↓

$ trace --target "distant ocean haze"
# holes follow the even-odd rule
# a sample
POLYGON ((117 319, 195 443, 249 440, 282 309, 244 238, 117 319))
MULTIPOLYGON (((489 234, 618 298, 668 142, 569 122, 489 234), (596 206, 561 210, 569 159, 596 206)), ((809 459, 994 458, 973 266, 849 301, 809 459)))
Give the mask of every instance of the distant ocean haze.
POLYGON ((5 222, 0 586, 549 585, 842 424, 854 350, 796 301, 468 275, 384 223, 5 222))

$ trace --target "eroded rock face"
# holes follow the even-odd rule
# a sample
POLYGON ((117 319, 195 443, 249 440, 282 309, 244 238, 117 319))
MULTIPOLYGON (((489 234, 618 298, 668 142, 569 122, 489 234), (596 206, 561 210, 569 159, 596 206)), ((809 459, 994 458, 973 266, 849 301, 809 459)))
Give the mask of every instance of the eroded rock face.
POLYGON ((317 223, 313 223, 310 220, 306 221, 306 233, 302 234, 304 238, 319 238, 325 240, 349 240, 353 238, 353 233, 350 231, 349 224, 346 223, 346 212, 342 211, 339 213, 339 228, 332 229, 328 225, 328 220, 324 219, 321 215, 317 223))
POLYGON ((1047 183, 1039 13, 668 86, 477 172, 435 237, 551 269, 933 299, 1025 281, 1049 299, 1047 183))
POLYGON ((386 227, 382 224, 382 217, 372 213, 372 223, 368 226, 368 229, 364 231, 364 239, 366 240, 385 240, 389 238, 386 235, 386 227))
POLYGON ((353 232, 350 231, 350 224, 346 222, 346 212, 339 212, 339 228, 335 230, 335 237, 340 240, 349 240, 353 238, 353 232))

↑

- [Task instructions]:
Reproduce every record above exactly as it is written.

- [Exercise result]:
$ trace --target "distant ocean haze"
# holes follow the even-odd rule
# a sample
POLYGON ((117 319, 195 443, 249 440, 282 309, 244 238, 117 319))
MULTIPOLYGON (((489 234, 618 298, 668 142, 569 122, 489 234), (596 206, 561 210, 569 159, 596 206)), ((809 459, 994 458, 973 266, 849 301, 809 459)))
Give the mask of every instance of the distant ocean haze.
POLYGON ((5 222, 0 586, 549 585, 842 424, 854 350, 796 301, 468 275, 384 223, 5 222))

$ trace --target "eroded rock face"
# holes follow the even-odd rule
# a sample
POLYGON ((117 319, 195 443, 249 440, 282 309, 244 238, 117 319))
MULTIPOLYGON (((489 234, 618 298, 668 142, 569 122, 489 234), (596 206, 561 210, 569 159, 596 206)), ((809 459, 994 458, 973 266, 849 301, 809 459)))
Give the mask of every instance of the eroded rock face.
POLYGON ((317 223, 313 223, 310 220, 306 221, 306 233, 302 234, 304 238, 319 238, 325 240, 349 240, 353 238, 353 233, 350 231, 349 224, 346 223, 346 212, 342 211, 339 213, 339 228, 332 229, 328 225, 328 220, 324 219, 321 215, 317 223))
POLYGON ((1047 183, 1039 13, 668 86, 477 172, 435 237, 551 269, 933 299, 1025 281, 1049 299, 1047 183))
POLYGON ((386 227, 382 224, 382 217, 372 213, 372 223, 368 226, 368 229, 364 231, 364 239, 366 240, 385 240, 389 238, 386 235, 386 227))
POLYGON ((353 232, 350 231, 350 224, 346 222, 346 212, 339 212, 339 228, 335 230, 335 237, 340 240, 349 240, 353 238, 353 232))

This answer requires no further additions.